Ng Wai I salienta que estas avaliações externas não são obrigatórias. Contudo, podem ajudar a aumentar a confiança do público quanto à formação disponibilizada pela escola, além de permitirem que os cursos aí leccionados sejam reconhecidos internacionalmente. “Os nossos licenciados podem ser enfermeiros registados não só em Macau, mas também no resto da área da Grande Baía [Guangdong-Hong-Kong-Macau], nos Estados Unidos, no Japão e noutras partes do mundo”, diz.
Enfermeiro, uma profissão de paixão
Embora a maioria dos profissionais de enfermagem em Macau seja do sexo feminino, esta é uma carreira que atrai também muitos homens, como se pode ver pelas salas de aula do Instituto de Enfermagem Kiang Wu. Hong Kam Wai, enfermeiro da unidade de cuidados intensivos do Hospital Kiang Wu, é um desses exemplos.
*-*-*
> **ENUNCIADO**:
Continue o texto sobre a formação e a profissão de enfermagem em Macau a partir da última frase que aparece nele. O material apresentado a seguir provém de outra fonte.

> **Entradas de dados recolhidos**:
*-*-*
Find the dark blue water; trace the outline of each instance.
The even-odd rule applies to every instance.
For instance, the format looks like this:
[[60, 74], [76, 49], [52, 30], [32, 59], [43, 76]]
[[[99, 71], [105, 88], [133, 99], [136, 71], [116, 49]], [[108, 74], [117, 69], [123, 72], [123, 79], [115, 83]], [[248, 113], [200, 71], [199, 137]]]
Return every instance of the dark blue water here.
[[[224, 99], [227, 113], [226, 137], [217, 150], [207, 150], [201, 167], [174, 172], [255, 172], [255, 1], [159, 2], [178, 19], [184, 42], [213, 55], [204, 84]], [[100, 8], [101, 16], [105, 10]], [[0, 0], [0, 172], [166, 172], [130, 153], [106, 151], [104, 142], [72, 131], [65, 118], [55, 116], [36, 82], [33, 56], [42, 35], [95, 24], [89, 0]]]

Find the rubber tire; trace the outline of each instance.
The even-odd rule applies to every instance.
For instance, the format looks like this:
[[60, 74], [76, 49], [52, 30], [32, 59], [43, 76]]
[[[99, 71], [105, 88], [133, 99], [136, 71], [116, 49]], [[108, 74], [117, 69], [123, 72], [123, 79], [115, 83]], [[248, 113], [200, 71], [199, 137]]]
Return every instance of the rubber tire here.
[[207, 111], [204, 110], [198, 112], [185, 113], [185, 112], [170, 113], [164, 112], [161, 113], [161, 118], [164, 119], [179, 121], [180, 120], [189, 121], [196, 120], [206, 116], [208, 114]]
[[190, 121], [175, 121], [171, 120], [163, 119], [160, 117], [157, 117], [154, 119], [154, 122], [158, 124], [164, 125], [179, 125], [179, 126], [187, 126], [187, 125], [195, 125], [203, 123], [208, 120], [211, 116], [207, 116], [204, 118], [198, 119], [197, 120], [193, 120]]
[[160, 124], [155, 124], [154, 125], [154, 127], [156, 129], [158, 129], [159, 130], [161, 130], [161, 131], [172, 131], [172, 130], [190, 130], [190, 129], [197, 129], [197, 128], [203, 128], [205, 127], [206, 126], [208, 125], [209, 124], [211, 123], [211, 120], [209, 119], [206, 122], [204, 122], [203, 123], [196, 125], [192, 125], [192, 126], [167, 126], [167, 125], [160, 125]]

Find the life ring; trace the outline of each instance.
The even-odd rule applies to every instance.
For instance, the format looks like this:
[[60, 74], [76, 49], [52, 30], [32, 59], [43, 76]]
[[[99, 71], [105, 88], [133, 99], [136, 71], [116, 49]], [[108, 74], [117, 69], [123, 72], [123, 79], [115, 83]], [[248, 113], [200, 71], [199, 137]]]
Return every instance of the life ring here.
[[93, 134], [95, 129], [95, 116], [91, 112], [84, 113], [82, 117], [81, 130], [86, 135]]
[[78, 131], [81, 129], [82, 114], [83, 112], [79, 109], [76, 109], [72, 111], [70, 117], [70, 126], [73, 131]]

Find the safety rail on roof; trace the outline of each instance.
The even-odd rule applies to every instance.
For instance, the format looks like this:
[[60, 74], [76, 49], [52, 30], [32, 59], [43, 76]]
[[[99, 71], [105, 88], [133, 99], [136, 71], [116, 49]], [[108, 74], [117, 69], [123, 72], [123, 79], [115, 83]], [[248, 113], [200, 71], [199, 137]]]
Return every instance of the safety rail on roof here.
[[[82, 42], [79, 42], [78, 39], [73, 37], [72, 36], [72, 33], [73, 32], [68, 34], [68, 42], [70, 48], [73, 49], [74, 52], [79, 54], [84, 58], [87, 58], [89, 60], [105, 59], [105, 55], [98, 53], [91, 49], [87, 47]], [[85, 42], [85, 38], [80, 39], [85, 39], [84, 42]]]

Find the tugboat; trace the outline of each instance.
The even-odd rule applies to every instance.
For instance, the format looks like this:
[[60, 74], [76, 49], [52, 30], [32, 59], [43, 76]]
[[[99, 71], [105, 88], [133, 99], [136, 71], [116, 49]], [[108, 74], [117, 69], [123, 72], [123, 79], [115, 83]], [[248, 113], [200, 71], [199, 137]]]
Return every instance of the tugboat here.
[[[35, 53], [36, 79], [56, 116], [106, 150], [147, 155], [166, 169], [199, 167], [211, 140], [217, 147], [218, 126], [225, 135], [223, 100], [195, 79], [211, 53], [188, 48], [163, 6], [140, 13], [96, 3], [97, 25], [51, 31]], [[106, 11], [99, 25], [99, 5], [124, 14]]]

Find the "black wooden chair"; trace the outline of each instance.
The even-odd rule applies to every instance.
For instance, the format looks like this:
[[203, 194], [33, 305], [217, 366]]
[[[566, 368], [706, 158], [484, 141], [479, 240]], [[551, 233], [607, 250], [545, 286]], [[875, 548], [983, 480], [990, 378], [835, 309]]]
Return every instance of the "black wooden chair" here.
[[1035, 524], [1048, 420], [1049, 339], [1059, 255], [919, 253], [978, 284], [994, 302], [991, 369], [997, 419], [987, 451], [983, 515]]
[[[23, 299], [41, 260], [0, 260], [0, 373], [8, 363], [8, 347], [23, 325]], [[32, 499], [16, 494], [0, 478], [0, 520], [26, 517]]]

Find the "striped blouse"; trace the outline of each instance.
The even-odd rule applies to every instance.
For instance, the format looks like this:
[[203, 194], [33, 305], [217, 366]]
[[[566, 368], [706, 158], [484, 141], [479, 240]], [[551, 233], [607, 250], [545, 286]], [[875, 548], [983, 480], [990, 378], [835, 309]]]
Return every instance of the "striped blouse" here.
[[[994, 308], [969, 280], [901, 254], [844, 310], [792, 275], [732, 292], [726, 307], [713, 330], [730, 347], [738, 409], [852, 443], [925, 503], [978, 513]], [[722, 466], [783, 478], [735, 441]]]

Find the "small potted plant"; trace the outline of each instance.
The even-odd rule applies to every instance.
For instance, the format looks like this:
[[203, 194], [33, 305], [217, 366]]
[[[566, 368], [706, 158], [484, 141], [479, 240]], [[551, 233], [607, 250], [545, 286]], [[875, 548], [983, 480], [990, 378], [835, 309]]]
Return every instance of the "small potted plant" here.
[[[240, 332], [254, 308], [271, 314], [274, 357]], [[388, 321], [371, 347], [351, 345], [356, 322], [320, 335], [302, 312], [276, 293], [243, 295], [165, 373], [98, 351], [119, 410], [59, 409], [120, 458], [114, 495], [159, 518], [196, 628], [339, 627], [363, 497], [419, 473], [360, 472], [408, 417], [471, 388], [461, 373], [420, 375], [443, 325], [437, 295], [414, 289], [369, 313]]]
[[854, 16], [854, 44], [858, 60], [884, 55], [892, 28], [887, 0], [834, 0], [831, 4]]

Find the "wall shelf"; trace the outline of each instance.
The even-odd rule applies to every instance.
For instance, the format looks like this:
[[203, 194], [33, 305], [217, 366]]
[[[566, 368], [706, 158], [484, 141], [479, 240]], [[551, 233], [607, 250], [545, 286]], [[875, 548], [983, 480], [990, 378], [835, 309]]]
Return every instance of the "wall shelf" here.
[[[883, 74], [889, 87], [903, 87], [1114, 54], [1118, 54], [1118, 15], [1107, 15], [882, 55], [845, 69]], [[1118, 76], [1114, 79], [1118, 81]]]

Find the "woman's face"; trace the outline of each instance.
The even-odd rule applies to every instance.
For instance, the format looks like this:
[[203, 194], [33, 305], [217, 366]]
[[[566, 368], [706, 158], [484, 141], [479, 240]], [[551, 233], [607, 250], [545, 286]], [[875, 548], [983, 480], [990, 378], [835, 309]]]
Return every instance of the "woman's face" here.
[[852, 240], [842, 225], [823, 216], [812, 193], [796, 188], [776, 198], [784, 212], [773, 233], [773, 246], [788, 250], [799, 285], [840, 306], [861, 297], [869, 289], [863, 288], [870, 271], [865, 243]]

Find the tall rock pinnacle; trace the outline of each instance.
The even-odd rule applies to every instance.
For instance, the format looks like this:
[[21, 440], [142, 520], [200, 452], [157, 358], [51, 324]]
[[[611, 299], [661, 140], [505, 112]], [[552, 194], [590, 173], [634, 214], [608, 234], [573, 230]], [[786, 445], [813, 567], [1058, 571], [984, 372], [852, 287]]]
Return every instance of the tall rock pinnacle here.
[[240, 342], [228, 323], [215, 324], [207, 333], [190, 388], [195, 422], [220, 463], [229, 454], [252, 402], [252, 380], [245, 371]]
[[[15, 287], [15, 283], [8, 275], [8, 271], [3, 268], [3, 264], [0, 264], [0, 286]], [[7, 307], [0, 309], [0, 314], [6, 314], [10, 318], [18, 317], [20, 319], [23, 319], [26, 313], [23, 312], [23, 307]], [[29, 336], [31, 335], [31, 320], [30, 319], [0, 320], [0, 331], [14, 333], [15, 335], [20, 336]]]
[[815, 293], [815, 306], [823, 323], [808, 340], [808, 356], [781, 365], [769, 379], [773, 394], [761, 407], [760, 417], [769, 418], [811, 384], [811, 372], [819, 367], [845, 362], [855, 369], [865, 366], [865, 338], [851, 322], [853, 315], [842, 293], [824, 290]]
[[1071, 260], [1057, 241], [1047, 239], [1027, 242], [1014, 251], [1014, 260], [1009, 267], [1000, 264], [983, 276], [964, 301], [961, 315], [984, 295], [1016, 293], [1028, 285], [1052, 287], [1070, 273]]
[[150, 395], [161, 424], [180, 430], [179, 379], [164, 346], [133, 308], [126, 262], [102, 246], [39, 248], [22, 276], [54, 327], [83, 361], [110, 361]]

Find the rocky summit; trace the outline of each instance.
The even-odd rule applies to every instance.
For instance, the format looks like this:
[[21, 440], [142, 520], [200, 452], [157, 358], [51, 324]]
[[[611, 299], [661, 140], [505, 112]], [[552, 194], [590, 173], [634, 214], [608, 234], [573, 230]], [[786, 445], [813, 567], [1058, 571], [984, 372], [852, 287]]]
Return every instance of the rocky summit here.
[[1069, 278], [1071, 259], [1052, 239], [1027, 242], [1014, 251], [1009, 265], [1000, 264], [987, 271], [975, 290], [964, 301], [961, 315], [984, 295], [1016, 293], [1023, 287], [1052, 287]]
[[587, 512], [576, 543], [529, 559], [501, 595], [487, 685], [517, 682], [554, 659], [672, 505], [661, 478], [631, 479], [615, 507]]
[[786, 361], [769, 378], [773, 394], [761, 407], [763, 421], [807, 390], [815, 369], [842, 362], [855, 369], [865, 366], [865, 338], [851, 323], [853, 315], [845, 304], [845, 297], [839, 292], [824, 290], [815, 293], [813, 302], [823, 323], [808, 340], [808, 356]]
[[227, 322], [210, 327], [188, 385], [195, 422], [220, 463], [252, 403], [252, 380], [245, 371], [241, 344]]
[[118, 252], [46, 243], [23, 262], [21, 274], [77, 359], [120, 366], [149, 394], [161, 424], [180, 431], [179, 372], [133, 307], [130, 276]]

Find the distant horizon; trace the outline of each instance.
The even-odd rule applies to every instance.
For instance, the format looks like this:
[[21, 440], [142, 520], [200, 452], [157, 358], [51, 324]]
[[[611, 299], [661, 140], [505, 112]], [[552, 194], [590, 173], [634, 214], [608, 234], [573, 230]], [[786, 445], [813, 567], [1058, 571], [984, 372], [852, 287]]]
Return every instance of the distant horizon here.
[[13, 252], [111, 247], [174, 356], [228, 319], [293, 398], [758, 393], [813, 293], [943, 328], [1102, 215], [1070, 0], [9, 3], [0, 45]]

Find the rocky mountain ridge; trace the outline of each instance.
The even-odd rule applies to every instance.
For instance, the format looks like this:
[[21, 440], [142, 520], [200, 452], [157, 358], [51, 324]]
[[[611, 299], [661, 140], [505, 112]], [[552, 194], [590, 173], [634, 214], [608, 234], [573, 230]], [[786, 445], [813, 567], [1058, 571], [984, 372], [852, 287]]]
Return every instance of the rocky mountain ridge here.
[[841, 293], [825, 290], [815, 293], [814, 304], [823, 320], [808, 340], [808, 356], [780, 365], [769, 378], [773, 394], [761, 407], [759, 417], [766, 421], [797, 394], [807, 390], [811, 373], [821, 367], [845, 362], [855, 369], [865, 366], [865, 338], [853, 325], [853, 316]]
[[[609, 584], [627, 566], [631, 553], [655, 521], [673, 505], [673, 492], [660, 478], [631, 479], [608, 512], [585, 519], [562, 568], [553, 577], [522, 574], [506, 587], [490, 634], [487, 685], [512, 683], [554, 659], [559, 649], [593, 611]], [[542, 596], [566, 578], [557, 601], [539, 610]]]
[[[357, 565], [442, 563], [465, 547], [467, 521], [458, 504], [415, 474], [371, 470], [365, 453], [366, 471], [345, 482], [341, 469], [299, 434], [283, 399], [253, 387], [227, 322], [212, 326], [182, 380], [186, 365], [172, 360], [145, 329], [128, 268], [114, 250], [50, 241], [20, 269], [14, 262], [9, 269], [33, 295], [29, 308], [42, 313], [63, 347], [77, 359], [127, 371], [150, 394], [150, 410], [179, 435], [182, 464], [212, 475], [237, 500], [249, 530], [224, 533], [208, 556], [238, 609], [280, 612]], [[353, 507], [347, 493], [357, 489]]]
*-*-*
> **RESULTADO DA TAREFA**:
Licenciado em 2012, desde então tem trabalhado na área da medicina intensiva. Segundo afirma, a proporção de homens no campo da enfermagem está em expansão. “No passado, os enfermeiros do sexo masculino representavam apenas cerca de dez por cento do total, mas houve efectivamente um aumento”, diz. De acordo com dados dos Serviços de Estatística e Censos de Macau, o número de enfermeiros do sexo masculino quase que triplicou na última década, para mais de 350 em 2022.
Ao Hoi Tong espera, daqui a um par de anos, poder ser colega de Hong Kam Wai. A estudante, actualmente no segundo ano da licenciatura em enfermagem do Instituto de Enfermagem Kiang Wu, segue as passadas do pai, também ele enfermeiro. “Sei bastante sobre hospitais desde que era jovem”, conta. “Estava bastante determinada em ser enfermeira no futuro.” Segundo acrescenta, o que a atrai para a profissão é “o sentimento de ser necessária” para os outros, algo “muito mais importante e significativo” do que um salário porventura mais elevado noutra profissão.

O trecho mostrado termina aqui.